Given records:
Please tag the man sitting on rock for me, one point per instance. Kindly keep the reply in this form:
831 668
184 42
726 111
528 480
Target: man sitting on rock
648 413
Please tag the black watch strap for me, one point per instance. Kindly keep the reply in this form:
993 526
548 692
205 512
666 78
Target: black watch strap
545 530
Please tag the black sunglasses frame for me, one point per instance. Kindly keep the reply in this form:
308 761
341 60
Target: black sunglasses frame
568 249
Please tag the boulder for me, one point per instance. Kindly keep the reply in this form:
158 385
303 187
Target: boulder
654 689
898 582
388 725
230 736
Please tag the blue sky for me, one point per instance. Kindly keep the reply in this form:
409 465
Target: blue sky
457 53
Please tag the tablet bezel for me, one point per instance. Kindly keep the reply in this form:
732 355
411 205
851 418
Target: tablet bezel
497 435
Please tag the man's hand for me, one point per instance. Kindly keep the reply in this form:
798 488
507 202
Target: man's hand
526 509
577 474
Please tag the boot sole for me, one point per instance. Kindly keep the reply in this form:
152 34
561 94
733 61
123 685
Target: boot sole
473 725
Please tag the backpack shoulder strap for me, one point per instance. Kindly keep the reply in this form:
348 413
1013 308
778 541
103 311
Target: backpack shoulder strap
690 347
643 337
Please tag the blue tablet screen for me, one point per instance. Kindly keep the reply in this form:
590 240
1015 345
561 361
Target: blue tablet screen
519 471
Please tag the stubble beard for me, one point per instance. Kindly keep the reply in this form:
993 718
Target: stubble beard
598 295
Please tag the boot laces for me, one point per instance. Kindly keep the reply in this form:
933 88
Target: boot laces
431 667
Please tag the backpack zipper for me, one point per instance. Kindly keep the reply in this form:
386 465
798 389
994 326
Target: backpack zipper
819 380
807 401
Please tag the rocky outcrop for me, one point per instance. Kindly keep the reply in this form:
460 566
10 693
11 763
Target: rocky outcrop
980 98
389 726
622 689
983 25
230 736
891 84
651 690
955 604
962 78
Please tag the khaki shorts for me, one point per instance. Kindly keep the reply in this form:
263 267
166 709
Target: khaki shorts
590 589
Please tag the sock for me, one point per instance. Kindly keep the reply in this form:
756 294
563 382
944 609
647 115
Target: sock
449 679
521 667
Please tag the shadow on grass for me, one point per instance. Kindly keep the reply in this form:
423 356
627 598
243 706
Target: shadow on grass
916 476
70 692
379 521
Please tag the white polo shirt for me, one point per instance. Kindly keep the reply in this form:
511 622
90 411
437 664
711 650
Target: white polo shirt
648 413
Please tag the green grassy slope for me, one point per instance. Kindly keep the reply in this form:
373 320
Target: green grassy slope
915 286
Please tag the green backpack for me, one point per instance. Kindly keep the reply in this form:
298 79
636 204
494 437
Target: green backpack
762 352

What you have to do: Please reproduce the listing exactly, keeping every line as it is.

Task result:
Please tag the man sitting on rock for me, one point per instance. Kindly keep the reply in this form:
831 668
184 42
726 111
528 480
Target: man sitting on rock
648 413
Please tag the black watch strap for me, one point per instance. Kindly keep the reply in this form:
993 526
548 692
205 512
666 78
Target: black watch strap
545 530
Please tag the black sunglasses frame for me, one point per instance. Kindly keep the reply in this form:
308 761
341 60
Target: black sunglasses frame
568 249
Please tag the boulder for me, one point per instance. Kindly keep the reply in this form:
158 385
303 187
Target: boulder
654 689
898 582
388 725
230 736
Please tag the blue sky for me, one point per instance. Kindly keep the reply in this form:
409 465
Target: blue sky
457 53
Please tag the tablet bezel for me, one point per instance. Kindly keep the reply in this form:
732 355
411 205
851 418
Target: tablet bezel
497 435
Please tag the man's hand for me, one point per instance. Kindly keep the reply in this form:
798 488
507 202
Target: man's hand
526 509
577 474
Please tag the boot sole for me, one point per instance. Kindly keep the reply in this form:
152 34
561 94
733 61
123 685
Target: boot sole
473 725
Please tag the backpack shoulder strap for me, one point per instance. Kindly keep the reply in this form:
348 413
1013 308
778 541
103 311
Target: backpack shoulder strap
690 347
643 337
Please tag the blue tablet screen for me, one point per instance. Kindly keep the reply in this form:
590 240
1015 345
561 361
Target: blue tablet screen
519 471
Please tag the stubble beard for me, one point per instance. Kindly keep the reply in this form:
993 718
Target: stubble beard
598 295
Please tag the boot laces for me, one point per instance. Kindly keep the reply in this form:
933 88
Target: boot laces
431 667
Please tag the backpack zipper for me, one point per instance. Kindly keep the reply in this form:
386 465
798 389
994 326
Target: backpack zipper
819 380
807 401
Please tag the rocky outcrop for me, one point per instance. Kindly keep the reply in this form:
460 566
10 693
11 763
Target: rocky outcrop
980 98
389 726
622 689
983 25
230 736
891 84
651 690
955 604
962 78
Please tag the khaki shorts for me, one point per instance. Kindly keep the reply in this form:
263 267
166 709
Target: khaki shorts
590 589
Please tag the sock for me, one point per instance. Kindly keep the reply in this form:
756 294
563 382
944 609
647 115
Target: sock
449 679
521 667
Please tag the shadow on grass for me, one point per instance. Kindly keep the reply in this form:
423 356
627 598
243 706
Target: shadow on grass
916 476
70 692
379 521
Please tag the white polo shirt for me, one point per instance. Kindly keep the reply in this form:
511 622
90 411
437 664
711 650
Target: white polo shirt
648 413
Please tag the green grassy slope for me, one point per instance. Kindly keep the reply in this form:
373 320
Target: green grassy slope
915 286
Please tag the green backpack for me, one point per instance. Kindly keep the reply in this form:
298 79
636 204
494 437
Target: green backpack
762 352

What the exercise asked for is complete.